WHAT YOU SHOULD DO:
Pick out each line in the records below that contains the string "following". Case counts.

RECORDED INFORMATION:
------------
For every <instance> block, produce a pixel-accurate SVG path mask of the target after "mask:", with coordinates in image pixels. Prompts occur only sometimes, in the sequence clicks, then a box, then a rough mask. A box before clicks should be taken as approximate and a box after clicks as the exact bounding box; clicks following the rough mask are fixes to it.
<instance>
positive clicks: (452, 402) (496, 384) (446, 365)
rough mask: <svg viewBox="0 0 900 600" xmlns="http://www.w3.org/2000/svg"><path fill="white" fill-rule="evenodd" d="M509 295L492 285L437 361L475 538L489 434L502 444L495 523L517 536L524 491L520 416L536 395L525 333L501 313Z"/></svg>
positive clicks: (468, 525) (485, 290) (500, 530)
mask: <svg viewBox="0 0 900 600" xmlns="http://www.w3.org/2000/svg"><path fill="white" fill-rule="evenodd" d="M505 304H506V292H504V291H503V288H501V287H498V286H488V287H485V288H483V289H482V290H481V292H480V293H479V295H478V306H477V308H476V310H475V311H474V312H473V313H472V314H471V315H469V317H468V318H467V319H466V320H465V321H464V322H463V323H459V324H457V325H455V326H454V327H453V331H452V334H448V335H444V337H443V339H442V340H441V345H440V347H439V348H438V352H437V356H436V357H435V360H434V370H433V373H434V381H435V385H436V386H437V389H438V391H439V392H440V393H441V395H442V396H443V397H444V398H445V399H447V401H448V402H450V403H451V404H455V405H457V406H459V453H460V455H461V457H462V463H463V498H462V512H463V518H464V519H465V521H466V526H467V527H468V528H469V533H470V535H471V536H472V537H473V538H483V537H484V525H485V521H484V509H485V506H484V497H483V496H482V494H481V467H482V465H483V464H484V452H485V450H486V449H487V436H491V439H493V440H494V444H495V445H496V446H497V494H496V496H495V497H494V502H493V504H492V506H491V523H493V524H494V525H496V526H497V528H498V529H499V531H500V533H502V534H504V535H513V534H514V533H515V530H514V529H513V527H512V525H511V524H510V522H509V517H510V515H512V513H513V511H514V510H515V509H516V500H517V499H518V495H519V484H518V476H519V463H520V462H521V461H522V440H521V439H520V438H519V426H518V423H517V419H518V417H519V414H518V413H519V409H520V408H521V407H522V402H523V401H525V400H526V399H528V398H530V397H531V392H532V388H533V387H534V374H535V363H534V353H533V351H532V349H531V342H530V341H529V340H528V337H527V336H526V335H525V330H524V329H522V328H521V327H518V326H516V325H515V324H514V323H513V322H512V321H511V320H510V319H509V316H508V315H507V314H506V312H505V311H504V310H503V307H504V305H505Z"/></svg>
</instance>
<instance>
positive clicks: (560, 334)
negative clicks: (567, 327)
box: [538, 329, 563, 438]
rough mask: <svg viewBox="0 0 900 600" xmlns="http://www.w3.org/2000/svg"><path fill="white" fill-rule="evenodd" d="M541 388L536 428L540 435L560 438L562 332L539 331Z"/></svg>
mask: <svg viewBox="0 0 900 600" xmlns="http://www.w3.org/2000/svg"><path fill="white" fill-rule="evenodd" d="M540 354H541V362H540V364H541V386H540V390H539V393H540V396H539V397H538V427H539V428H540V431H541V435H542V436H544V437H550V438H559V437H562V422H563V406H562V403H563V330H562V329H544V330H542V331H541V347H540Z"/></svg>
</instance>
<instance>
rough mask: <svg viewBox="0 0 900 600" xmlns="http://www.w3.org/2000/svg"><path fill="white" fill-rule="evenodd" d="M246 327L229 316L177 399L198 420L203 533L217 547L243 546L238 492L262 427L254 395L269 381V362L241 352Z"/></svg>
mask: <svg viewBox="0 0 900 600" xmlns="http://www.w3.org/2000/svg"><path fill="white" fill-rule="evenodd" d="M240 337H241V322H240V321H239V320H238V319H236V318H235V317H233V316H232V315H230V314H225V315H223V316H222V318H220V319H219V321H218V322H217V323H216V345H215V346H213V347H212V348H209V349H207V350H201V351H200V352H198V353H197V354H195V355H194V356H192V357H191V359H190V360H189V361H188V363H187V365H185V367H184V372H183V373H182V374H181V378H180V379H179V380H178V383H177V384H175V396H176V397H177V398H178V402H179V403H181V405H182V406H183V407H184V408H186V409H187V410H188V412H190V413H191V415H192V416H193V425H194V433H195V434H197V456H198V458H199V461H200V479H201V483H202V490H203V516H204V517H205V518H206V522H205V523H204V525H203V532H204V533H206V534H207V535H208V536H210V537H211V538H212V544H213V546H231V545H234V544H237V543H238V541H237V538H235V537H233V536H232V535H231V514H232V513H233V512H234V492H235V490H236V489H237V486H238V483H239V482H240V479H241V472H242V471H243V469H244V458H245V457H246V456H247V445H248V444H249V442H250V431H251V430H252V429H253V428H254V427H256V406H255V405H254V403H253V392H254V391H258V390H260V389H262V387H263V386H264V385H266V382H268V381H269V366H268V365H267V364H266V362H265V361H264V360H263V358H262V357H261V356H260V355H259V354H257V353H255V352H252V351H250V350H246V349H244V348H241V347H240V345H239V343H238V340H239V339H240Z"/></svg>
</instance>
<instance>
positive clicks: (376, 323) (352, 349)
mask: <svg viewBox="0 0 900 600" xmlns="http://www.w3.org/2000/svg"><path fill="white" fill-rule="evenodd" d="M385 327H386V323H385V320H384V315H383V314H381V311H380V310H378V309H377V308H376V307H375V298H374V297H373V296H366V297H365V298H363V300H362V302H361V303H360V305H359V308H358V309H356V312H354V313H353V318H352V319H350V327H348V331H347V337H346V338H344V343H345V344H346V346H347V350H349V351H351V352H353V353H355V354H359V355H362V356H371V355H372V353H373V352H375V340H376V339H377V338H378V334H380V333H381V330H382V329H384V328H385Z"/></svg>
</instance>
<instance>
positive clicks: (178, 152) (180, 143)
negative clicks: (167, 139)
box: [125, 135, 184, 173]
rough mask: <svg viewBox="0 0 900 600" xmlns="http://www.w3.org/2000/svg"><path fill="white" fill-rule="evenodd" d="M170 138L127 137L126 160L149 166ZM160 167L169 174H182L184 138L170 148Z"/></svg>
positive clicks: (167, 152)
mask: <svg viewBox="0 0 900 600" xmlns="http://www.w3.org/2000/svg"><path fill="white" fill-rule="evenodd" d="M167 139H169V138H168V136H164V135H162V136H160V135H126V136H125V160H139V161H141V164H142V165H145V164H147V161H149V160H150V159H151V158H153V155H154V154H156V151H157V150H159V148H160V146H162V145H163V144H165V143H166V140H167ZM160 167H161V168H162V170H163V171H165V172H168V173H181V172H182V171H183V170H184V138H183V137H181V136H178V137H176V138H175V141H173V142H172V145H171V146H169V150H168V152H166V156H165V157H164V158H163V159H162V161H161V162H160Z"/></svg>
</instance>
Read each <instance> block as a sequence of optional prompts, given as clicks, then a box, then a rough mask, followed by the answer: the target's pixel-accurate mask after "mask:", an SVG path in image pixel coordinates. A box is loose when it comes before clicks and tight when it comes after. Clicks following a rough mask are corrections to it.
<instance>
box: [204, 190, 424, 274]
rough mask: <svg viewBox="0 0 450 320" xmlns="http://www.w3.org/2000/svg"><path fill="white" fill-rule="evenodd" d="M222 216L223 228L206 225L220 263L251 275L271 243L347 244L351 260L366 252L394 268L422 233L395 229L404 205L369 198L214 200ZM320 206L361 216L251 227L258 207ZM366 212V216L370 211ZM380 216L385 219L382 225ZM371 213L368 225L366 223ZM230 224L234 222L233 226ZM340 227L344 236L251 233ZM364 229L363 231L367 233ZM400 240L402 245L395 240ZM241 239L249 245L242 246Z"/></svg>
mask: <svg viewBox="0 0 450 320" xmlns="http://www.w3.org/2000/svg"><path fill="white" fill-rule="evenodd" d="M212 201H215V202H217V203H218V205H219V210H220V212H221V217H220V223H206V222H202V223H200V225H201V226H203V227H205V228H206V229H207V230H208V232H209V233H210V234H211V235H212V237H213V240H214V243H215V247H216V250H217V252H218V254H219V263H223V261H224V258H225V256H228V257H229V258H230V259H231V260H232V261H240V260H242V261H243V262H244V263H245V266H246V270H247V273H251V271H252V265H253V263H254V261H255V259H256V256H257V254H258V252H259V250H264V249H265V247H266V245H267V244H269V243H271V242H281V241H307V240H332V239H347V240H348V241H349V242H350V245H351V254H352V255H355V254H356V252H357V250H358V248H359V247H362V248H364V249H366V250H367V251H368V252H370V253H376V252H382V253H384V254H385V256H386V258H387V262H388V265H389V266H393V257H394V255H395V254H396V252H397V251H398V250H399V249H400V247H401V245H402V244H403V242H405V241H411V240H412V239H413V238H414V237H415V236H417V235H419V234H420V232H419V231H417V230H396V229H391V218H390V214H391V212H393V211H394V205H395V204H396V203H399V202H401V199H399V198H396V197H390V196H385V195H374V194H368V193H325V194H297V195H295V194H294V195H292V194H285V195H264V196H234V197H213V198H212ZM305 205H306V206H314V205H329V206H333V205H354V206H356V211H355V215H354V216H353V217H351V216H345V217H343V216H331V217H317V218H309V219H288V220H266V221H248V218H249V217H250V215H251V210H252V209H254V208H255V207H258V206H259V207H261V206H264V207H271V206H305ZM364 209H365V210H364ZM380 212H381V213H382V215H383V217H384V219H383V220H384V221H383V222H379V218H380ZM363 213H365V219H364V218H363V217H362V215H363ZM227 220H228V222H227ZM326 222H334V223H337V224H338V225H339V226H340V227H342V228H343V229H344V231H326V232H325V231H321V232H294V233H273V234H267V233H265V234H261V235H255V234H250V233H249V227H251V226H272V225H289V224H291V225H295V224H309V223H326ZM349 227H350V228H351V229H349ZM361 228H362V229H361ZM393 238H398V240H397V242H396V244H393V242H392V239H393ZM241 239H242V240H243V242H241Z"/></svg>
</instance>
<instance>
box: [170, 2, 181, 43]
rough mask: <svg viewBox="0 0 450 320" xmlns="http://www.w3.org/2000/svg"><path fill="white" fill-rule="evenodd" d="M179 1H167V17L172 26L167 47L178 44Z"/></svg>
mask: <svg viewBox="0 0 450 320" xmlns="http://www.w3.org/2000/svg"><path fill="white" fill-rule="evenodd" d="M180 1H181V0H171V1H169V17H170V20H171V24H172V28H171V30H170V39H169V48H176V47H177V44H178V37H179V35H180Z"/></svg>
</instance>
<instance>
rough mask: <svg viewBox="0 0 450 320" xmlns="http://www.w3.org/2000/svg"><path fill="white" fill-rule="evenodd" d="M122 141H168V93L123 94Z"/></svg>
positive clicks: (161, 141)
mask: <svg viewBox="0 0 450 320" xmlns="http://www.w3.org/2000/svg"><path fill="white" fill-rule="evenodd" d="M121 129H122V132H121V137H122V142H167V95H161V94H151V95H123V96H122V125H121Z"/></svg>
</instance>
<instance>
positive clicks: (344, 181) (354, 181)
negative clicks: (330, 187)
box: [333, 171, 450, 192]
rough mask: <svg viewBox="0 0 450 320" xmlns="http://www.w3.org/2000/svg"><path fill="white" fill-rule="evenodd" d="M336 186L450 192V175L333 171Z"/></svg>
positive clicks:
------------
REPLY TO THE TASK:
For every <instance> block, produce a pixel-accurate SVG path mask of the target after "mask:", with coordinates in image pixels. Prompts occur only sometimes, in the sequence clicks, then a box, then a rough mask. A box before clicks should be taken as approximate and a box after clicks as the exact bounding box; clicks following the rough mask are fixes to it.
Read each <instance> block as a sequence of optional prompts, given as clicks, then a box, then a rough mask, followed by the answer: the target's pixel-accurate mask after "mask:", an SVG path in image pixel coordinates. A box is loose when it comes before clicks and tight when it comes after. Clicks following a rough mask are corrections to it.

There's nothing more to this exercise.